··· Reading text ···

Yes A checkmark with a circle around it close
Silver figurines of a bear and bull standing on top of a market chart

Stock Market News

Our market analysts keep you updated on the latest market trends including stock market data, news, market activity, and economic reports in the daily stock market commentary.

Opening | Midday | Closing

Closing Comment — Friday, July 01, 2022

DJIA: 31,097.26, up 321.83
S&P 500: 3,825.33, up 39.95
Nasdaq: 11,127.84, up 99.10

Stocks trim weekly losses; Bond yields drop

U.S. stocks staged an afternoon relief rally on Friday as Wall Street attempted to recover from the worst first half performance for the S&P 500 since 1970. The benchmark index reversed early session losses to climb 1.1%, though still posted a 2.2% weekly decline. The Dow jumped 321 points, trimming its five-day drawdown to 1.3%. The Nasdaq Composite added 0.9%, but still notched a weekly loss of 4.1%. Some attributed the day’s volatility to lighter than usual trading volume ahead of the holiday weekend.

··· The input ···

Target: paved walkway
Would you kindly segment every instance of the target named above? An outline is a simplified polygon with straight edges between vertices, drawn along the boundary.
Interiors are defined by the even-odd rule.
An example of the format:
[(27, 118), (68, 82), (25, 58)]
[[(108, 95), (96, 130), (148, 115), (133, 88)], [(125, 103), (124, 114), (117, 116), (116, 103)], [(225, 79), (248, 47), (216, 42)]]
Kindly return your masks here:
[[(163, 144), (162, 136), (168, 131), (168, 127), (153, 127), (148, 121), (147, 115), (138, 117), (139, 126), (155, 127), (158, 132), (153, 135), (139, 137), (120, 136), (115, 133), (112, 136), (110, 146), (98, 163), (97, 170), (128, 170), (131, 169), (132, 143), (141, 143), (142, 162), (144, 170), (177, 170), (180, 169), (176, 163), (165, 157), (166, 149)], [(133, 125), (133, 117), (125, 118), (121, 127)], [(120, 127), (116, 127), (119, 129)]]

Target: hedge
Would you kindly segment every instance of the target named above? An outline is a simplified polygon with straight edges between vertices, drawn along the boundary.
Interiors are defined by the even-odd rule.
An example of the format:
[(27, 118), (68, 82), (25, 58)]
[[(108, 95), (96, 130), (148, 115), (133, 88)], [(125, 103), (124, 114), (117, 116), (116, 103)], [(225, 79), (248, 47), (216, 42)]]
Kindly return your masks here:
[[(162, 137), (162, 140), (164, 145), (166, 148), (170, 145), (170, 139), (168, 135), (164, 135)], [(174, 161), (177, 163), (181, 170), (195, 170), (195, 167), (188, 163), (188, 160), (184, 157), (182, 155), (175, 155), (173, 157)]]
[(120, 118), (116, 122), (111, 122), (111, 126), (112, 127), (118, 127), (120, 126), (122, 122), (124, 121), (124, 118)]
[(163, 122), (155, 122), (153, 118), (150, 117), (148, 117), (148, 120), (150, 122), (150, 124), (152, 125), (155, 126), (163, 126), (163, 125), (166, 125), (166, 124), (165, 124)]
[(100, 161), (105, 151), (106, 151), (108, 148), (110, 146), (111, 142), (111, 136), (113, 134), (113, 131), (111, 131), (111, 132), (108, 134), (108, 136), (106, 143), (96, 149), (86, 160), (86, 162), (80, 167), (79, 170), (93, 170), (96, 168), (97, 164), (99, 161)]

···

Required tasks:
1. From the listing, reproduce the lines between the one holding "Target: hedge" and the one holding "155), (173, 157)]]", inclusive, keeping the requests and format samples unchanged. Increase every coordinate in the answer outlines by 70.
2. Extend the stock market commentary past its last sentence.

Answers to the tasks:
1.
Target: hedge
Would you kindly segment every instance of the target named above? An outline is a simplified polygon with straight edges between vertices, drawn along the boundary.
Interiors are defined by the even-odd rule.
An example of the format:
[(27, 118), (68, 82), (25, 58)]
[[(108, 95), (96, 130), (148, 115), (133, 88)], [(125, 103), (124, 114), (117, 116), (116, 103)], [(225, 79), (248, 47), (216, 42)]]
Kindly return your masks here:
[[(232, 207), (232, 210), (234, 215), (236, 218), (240, 215), (240, 209), (238, 205), (234, 205)], [(244, 231), (247, 233), (251, 240), (265, 240), (265, 237), (258, 233), (258, 230), (254, 227), (252, 225), (245, 225), (243, 227)]]

2.
Market participants seemed to overlook a disappointing update from the Institute for Supply Management (ISM). Their gauge of manufacturing activity fell to a two-year low of 53.0 in June from May’s 56.1 print. The new orders component contracted to 49.2 versus the prior month’s 55.1, marking the lowest reading since May 2020. Still, the release renewed worries of a looming recession, inspiring Treasuries to extend their recent rally. The yield on the 10-year note slumped 14 basis points (0.14%) to 2.88%, settling 25 basis points (0.25%) below where it ended last Friday (June 24). Meanwhile, the U.S. dollar rose 0.4% against a basket of its peers. In commodities, West Texas Intermediate crude climbed 2.3% to $108.16/barrel as disruptions in Libyan oil exports overshadowed prospects of dimming near-term demand prospects. Meanwhile, the industrial metal copper sank to a 17-month low.

All 11 S&P 500 sectors finished in positive territory, with the Utilities group pacing the gains with a 2.5% advance. Information Technology stocks underperformed on a relative basis, as a downbeat outlook from Micron Technology Inc. weighed on chipmakers.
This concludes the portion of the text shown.